## CONSIGNE
Dans le texte ci-dessous sur les acheteurs et l'intelligence artificielle, recopiez mot pour mot tout ce qui va de « Julien Nadaud : Oui, tout » jusqu'à « de l’intelligence artificielle ? ».

## TEXTE DE LA PAGE
%%

Les acheteurs sont-ils prêts à céder le contrôle de certaines décisions critiques à l’intelligence artificielle ?

Nissrine Massaq : Les acheteurs peuvent avoir des préoccupations concernant la fiabilité des algorithmes, la perte de contrôle et la responsabilité. Il est important de trouver un équilibre entre l’automatisation et la supervision humaine pour garantir des décisions conformes aux objectifs de l’entreprise. Par exemple, pour co-développer un partenariat ou développer des technologies innovantes, la supervision humaine est indispensable. La combinaison entre l’intelligence artificielle et l’intelligence humaine est essentielle.

Julien Nadaud : Oui, tout à fait. Aujourd’hui, l’IA peut être autonome pour certains sujets, mais il reste des sujets où le contrôle humain est indispensable. Il faut démontrer que l’IA fonctionne très bien avant de lui laisser plus de liberté.

Comment armer les collaborateurs impactés par le développement de l’intelligence artificielle ?

%%

## DONNÉES PRÉSENTÉES
%%

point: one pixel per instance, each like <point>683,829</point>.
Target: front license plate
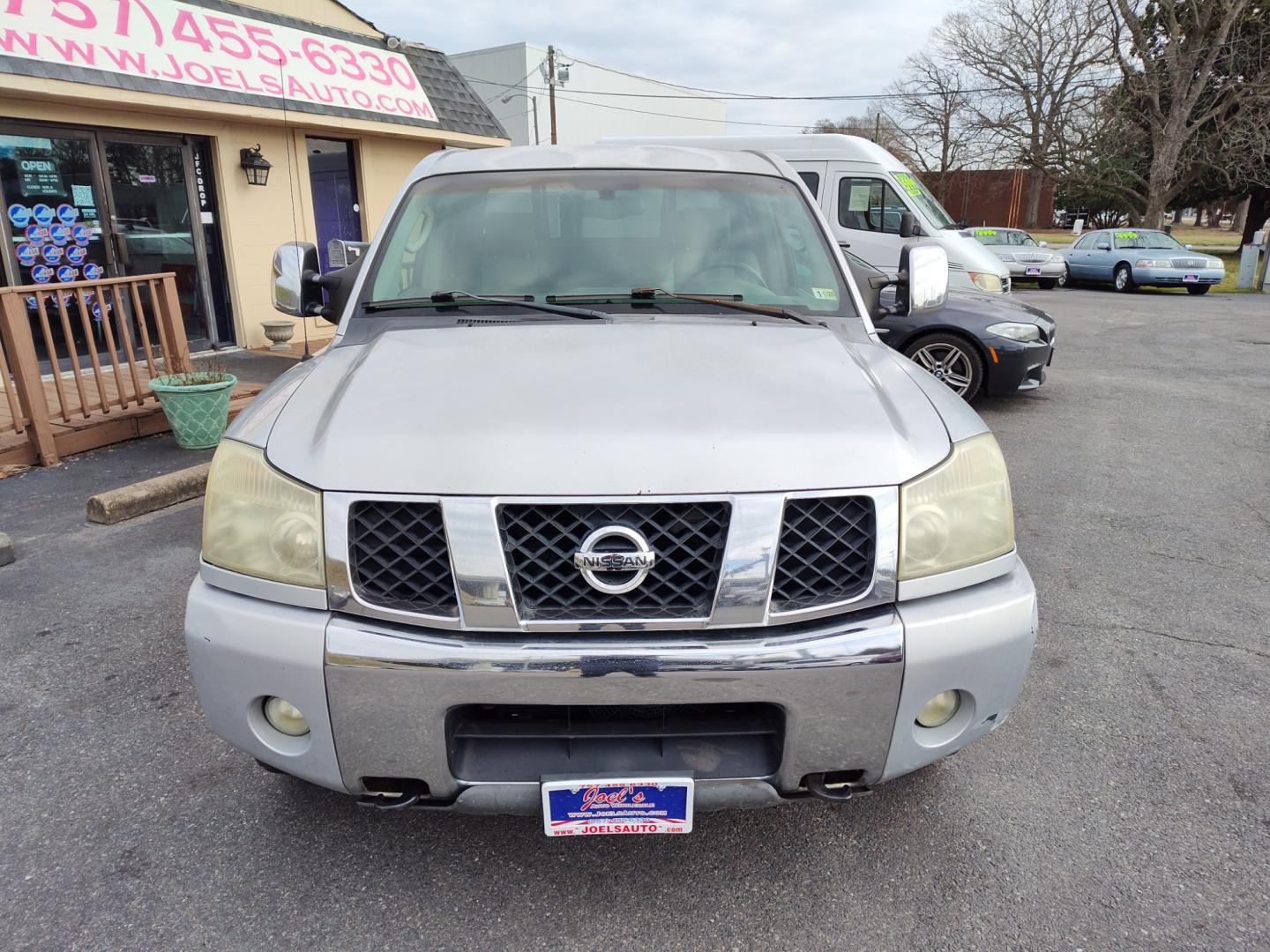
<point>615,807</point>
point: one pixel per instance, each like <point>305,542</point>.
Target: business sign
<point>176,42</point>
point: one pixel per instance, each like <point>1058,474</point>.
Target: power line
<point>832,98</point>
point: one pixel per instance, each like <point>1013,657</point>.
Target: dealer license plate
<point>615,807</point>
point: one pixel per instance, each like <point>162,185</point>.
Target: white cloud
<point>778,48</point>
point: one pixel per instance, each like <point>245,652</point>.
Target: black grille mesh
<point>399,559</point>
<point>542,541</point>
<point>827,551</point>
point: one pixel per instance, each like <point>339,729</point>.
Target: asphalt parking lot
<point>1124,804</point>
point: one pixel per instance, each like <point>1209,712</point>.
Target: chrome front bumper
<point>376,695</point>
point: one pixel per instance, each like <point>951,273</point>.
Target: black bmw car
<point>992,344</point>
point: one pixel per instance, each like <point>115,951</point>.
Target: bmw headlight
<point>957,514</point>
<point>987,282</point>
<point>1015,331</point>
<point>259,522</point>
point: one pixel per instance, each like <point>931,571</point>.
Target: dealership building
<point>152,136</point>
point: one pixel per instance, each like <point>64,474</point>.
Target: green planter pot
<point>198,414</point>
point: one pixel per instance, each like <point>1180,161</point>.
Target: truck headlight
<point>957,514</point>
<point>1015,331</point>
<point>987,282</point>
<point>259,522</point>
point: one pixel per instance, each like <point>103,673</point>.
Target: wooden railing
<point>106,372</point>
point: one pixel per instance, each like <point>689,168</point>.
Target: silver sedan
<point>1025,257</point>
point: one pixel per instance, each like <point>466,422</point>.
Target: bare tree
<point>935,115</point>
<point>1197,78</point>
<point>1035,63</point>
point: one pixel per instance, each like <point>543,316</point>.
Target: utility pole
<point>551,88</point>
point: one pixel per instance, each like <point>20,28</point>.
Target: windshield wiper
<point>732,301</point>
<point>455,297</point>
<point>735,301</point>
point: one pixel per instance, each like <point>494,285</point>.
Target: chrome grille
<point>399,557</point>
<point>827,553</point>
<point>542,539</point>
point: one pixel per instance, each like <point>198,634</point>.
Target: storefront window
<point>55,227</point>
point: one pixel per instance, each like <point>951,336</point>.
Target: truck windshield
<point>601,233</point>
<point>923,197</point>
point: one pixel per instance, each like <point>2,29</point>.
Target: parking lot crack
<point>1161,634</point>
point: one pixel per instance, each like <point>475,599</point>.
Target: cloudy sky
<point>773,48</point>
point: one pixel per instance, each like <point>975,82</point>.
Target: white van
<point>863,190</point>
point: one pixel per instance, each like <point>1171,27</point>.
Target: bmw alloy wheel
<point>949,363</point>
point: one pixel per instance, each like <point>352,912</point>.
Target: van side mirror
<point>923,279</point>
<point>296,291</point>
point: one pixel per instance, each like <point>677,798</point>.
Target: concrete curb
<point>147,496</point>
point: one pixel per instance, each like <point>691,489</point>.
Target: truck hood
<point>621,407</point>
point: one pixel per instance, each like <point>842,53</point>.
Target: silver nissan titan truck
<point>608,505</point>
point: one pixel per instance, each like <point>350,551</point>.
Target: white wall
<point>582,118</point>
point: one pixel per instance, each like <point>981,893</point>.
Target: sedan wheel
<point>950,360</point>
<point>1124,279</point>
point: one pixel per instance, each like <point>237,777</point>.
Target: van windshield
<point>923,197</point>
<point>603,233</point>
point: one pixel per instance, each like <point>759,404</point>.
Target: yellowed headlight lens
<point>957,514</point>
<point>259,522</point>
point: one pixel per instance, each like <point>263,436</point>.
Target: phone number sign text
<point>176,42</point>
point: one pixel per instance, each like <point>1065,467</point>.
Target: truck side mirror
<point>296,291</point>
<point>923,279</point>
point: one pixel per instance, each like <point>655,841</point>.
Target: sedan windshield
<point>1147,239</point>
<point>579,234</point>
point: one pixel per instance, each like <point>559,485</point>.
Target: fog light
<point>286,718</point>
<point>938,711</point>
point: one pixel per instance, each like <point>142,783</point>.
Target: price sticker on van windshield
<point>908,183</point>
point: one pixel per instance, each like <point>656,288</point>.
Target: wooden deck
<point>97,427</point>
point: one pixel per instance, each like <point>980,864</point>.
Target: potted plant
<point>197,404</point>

%%

## RÉSULTAT OBTENU
Julien Nadaud : Oui, tout à fait. Aujourd’hui, l’IA peut être autonome pour certains sujets, mais il reste des sujets où le contrôle humain est indispensable. Il faut démontrer que l’IA fonctionne très bien avant de lui laisser plus de liberté.

Comment armer les collaborateurs impactés par le développement de l’intelligence artificielle ?